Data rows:
====================
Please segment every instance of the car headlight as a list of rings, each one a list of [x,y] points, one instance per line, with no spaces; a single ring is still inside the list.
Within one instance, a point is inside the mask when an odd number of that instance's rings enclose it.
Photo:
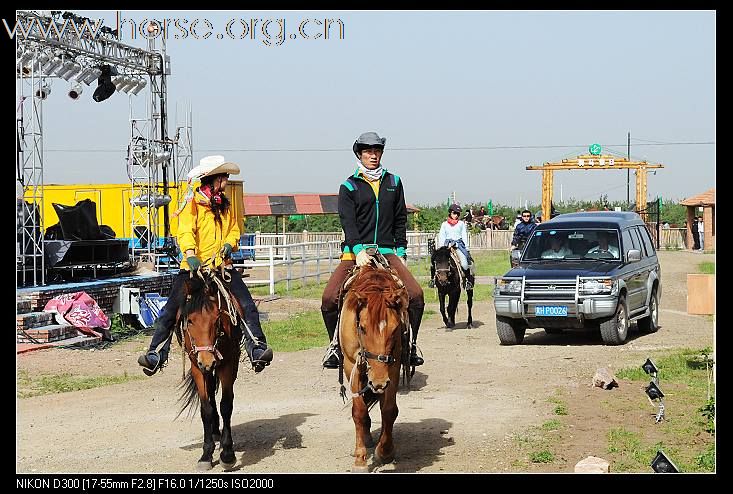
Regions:
[[[520,280],[498,280],[496,288],[499,293],[516,294],[522,291],[522,282]]]
[[[589,279],[580,281],[580,292],[586,295],[596,295],[599,293],[614,293],[616,291],[616,282],[611,279]]]

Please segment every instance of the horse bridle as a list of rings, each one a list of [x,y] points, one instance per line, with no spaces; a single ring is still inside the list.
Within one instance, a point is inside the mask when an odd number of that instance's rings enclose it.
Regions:
[[[401,290],[404,290],[405,289],[405,284],[402,283],[402,280],[400,280],[397,276],[395,276],[394,273],[392,273],[392,278],[397,283],[397,287],[399,289],[401,289]],[[407,326],[407,321],[405,320],[405,317],[404,317],[405,312],[406,311],[403,311],[402,312],[401,317],[400,317],[400,320],[401,320],[401,322],[402,322],[402,324],[404,326]],[[369,365],[369,360],[376,360],[377,362],[382,362],[382,363],[387,364],[387,365],[392,365],[392,364],[394,364],[396,362],[394,356],[391,355],[391,354],[390,355],[383,355],[383,354],[378,354],[378,353],[372,353],[372,352],[370,352],[369,350],[366,349],[366,345],[364,345],[364,342],[362,341],[362,337],[361,337],[362,334],[364,333],[364,331],[363,331],[363,327],[361,325],[361,318],[359,316],[359,313],[360,313],[360,311],[357,310],[356,311],[356,338],[357,338],[357,341],[359,342],[359,352],[357,353],[358,358],[357,358],[356,362],[354,362],[354,367],[351,369],[351,376],[349,378],[349,382],[350,383],[351,382],[354,382],[354,376],[356,374],[357,368],[362,363],[366,364],[366,372],[369,372],[369,369],[371,367]],[[402,338],[402,335],[400,335],[400,338]],[[341,374],[341,371],[339,371],[339,374]],[[339,375],[339,382],[341,382],[341,378],[342,378],[342,376]],[[356,393],[352,393],[351,396],[352,396],[352,398],[356,398],[356,397],[362,396],[364,393],[366,393],[370,389],[372,391],[375,391],[374,388],[372,387],[372,385],[367,382],[367,384],[364,385],[363,388],[361,388]],[[345,399],[343,382],[341,382],[341,395]]]

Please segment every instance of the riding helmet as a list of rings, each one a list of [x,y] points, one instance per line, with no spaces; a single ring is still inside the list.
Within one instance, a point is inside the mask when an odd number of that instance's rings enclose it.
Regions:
====================
Copy out the rows word for word, from the line containing "Please segment every instance of the riding" through the final line of the rows above.

→ **Result for this exercise**:
Please segment every instance of the riding helmet as a list of rings, each one a list of [x,y] points, one instance per line, with no spaces; a single ring is still inside the list.
Within one instance, a point is inside the mask when an odd number of that instance's rings enclose it.
Regions:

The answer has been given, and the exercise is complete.